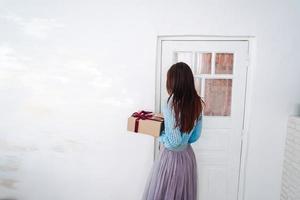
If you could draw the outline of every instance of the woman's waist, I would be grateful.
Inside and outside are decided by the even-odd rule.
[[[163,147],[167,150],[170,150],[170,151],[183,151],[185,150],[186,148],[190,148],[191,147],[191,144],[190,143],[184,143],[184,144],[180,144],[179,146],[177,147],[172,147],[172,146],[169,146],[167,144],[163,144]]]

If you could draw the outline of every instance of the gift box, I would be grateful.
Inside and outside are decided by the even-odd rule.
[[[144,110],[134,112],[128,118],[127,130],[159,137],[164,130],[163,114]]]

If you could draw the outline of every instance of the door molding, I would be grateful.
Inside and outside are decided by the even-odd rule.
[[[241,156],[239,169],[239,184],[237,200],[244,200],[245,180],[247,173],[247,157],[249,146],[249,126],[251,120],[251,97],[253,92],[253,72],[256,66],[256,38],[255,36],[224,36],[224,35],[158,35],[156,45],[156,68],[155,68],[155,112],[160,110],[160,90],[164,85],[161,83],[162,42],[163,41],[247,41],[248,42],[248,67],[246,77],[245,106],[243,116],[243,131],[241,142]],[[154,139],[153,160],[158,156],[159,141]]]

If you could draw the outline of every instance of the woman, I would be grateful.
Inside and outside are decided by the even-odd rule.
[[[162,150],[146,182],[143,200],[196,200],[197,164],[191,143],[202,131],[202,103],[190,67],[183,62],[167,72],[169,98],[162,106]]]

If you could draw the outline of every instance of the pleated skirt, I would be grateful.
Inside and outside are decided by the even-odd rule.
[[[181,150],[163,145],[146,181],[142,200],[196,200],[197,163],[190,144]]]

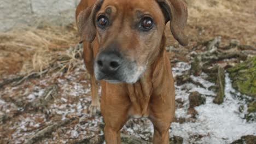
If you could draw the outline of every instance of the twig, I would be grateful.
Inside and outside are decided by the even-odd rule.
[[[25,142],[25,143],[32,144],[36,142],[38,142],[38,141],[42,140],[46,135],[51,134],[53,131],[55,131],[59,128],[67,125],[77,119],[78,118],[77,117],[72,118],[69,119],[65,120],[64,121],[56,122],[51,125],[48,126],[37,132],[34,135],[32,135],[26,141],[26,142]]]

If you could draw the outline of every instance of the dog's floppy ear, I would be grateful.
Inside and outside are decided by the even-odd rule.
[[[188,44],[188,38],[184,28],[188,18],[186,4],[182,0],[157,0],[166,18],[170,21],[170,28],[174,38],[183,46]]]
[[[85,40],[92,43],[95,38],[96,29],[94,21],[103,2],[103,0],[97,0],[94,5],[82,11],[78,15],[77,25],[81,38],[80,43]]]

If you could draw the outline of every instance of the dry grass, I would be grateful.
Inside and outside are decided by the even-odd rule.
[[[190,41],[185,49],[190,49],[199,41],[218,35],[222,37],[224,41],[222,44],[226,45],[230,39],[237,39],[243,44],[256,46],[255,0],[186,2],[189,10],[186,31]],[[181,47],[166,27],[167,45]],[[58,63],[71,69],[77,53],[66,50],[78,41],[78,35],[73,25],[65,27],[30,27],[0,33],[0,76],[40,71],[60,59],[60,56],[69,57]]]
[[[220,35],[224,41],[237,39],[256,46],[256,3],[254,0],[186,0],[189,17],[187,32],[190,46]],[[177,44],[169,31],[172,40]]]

==*==

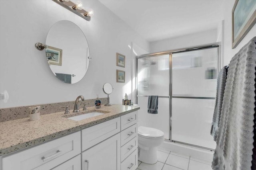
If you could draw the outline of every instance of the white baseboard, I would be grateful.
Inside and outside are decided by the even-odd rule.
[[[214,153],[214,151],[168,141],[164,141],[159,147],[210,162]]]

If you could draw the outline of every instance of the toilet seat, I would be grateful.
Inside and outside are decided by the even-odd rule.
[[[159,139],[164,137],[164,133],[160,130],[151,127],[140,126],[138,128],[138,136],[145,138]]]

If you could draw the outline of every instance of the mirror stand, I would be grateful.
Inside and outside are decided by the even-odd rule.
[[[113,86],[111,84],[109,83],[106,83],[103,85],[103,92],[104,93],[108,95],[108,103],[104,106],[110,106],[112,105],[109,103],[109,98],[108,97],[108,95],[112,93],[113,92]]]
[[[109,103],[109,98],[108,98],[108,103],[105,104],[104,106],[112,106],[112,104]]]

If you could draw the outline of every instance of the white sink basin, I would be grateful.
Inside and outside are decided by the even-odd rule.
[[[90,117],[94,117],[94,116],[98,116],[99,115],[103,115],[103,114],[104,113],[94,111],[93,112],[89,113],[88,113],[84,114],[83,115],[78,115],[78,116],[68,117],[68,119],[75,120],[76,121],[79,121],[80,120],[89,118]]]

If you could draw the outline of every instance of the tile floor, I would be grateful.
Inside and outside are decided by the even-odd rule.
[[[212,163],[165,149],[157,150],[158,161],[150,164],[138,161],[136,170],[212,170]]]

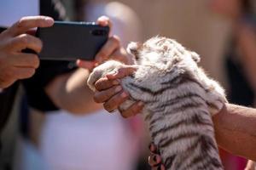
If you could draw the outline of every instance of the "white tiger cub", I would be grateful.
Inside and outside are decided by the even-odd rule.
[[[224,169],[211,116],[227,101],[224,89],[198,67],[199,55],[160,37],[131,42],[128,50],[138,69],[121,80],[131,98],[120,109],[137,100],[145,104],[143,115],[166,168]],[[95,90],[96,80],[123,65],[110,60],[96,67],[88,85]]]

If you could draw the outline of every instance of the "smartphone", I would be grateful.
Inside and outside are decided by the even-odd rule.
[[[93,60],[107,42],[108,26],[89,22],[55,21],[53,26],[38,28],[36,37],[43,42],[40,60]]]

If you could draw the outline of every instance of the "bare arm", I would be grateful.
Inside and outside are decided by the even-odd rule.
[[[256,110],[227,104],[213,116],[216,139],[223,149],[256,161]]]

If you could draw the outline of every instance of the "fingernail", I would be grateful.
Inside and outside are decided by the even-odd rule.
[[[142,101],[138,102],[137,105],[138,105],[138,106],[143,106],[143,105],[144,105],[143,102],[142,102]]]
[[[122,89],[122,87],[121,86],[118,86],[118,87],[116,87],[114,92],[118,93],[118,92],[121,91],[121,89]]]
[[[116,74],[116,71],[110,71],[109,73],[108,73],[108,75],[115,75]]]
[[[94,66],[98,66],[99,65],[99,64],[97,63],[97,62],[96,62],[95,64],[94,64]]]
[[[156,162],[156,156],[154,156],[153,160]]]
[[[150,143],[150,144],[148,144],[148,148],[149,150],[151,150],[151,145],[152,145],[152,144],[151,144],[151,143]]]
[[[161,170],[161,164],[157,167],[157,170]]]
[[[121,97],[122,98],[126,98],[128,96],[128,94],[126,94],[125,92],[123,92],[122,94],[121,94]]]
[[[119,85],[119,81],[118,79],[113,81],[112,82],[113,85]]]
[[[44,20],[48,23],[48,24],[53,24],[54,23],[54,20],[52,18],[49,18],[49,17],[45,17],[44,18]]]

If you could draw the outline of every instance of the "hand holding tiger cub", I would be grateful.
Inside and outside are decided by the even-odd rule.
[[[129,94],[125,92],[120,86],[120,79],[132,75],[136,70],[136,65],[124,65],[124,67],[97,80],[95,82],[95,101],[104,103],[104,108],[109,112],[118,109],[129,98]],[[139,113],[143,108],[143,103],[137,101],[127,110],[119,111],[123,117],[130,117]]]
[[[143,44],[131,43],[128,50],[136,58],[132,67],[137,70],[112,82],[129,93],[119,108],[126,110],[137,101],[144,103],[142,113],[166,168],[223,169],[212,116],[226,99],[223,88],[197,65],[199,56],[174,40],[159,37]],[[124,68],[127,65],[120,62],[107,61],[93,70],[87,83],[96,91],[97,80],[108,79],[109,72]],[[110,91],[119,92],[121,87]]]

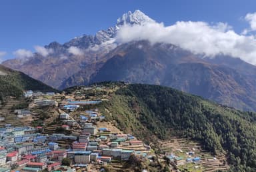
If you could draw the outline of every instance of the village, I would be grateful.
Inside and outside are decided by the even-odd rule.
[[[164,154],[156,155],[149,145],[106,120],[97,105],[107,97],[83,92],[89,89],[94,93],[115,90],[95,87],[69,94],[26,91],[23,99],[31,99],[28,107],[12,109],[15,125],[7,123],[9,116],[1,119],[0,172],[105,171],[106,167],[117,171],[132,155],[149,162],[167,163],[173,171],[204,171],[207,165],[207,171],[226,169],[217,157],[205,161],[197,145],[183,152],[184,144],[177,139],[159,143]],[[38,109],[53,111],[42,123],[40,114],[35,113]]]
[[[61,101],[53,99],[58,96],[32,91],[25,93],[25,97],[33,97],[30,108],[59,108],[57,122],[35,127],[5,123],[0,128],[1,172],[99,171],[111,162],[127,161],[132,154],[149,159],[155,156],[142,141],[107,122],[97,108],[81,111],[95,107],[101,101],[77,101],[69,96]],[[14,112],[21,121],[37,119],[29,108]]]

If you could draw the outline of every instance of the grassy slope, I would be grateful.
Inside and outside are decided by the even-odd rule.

==*==

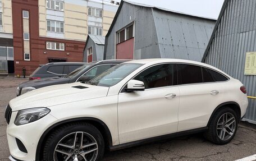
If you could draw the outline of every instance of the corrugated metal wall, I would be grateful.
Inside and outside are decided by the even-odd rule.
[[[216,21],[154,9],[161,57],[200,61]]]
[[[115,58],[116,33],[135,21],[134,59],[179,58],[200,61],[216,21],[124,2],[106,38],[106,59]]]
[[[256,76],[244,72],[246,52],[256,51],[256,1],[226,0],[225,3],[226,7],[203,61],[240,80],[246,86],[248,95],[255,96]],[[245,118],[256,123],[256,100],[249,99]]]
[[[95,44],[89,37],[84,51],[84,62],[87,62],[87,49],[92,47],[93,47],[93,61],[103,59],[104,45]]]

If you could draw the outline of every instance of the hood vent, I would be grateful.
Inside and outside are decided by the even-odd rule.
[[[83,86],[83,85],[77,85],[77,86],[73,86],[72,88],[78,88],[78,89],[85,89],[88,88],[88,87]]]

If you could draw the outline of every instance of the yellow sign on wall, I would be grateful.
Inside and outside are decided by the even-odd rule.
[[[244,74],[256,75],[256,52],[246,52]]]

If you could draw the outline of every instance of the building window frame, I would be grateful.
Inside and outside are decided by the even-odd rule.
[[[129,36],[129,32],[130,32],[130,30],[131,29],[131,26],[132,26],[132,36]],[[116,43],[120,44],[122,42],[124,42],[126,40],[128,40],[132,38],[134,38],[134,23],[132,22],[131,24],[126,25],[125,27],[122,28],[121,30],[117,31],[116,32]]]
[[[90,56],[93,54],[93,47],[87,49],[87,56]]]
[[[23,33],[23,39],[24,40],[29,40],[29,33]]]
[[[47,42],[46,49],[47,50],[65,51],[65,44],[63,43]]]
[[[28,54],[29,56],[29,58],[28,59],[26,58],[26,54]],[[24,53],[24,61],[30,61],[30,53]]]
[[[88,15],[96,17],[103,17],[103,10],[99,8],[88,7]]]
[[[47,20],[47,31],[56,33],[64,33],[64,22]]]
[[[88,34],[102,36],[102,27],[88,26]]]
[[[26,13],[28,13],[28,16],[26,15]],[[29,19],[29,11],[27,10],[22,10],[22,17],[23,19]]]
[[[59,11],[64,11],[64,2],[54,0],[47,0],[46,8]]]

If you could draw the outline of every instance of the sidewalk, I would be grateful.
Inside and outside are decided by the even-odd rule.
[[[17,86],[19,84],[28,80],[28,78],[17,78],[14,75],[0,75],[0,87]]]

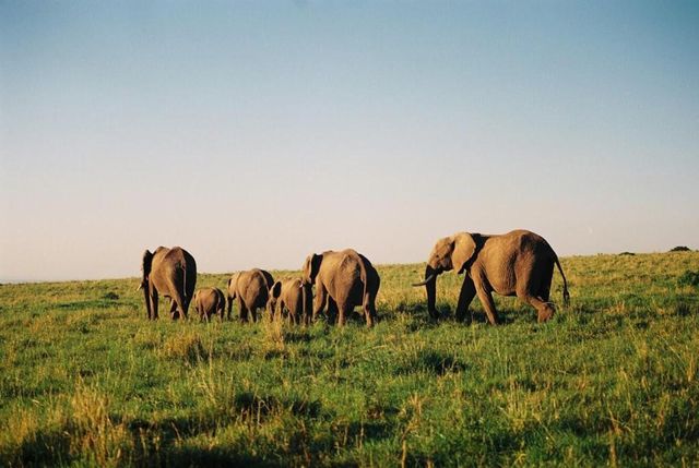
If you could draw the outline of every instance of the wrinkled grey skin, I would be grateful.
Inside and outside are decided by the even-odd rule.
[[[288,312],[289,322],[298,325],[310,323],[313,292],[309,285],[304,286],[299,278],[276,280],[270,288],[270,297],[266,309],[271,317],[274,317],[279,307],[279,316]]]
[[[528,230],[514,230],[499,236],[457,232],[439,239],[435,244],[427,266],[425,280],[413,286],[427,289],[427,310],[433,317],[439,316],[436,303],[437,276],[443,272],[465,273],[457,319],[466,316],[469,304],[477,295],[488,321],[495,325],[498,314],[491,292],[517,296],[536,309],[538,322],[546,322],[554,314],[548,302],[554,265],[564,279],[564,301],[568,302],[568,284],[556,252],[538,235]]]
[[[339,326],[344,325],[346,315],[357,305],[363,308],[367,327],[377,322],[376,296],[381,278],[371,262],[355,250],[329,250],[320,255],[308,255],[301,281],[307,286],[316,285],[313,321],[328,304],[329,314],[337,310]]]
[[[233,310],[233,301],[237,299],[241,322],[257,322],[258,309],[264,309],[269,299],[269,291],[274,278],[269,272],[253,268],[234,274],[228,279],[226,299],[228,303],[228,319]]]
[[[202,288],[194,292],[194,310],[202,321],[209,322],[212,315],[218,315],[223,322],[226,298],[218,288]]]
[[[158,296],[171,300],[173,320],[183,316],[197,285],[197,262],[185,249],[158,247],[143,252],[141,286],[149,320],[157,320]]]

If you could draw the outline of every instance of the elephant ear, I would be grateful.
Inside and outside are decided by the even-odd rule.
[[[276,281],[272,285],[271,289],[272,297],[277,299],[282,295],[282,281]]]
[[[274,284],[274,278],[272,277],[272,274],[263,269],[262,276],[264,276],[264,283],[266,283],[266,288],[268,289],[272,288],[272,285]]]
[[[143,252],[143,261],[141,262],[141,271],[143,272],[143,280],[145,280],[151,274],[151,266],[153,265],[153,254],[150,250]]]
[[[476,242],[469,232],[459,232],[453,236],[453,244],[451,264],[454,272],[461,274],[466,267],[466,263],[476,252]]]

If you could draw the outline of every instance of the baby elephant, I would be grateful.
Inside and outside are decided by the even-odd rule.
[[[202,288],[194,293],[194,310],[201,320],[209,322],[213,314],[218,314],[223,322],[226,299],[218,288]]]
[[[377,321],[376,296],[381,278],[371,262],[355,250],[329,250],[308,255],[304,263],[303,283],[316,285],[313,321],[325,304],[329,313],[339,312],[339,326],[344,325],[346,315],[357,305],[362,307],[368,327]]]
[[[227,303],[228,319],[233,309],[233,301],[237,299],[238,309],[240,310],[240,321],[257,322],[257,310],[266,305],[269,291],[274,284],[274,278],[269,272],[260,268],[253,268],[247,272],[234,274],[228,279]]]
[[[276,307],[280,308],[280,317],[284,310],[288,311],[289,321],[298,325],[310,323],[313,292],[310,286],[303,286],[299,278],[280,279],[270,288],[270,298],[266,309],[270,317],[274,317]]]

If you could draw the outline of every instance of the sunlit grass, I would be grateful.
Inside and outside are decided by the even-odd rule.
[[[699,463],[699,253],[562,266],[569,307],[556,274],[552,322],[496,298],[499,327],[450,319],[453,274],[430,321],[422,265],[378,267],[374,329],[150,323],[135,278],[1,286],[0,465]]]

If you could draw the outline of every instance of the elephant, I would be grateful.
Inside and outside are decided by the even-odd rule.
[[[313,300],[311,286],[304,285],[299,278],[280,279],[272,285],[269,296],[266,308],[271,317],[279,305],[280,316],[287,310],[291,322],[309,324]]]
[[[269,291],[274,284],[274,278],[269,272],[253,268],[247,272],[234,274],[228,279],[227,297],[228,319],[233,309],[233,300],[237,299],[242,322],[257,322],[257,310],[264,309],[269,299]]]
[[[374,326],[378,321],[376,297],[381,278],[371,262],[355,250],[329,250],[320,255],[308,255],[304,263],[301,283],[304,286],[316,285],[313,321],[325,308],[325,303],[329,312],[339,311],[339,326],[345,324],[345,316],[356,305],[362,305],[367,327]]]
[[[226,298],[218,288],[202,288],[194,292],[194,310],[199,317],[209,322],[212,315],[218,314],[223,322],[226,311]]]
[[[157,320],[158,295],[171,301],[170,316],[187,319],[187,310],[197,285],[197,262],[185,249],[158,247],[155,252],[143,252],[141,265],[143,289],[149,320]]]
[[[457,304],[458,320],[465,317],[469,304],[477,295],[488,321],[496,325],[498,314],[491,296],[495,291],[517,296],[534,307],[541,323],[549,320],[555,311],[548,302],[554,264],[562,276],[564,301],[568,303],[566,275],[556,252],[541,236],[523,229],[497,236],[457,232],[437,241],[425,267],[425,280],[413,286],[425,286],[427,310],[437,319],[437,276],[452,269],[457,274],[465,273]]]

==*==

- WRITTEN INSTRUCTION
Reproduce the lines from the one containing "baseboard, I would be grateful." up to and including the one containing "[[[214,153],[214,151],[168,141],[164,141],[159,147],[210,162]]]", substituting "gray" for "white" and leaving everything else unchanged.

- THE REPLY
If you could draw the outline of every instance of the gray baseboard, I would be grateful.
Inside and outside are decided by the even-odd rule.
[[[214,153],[214,151],[168,141],[164,141],[159,147],[210,162]]]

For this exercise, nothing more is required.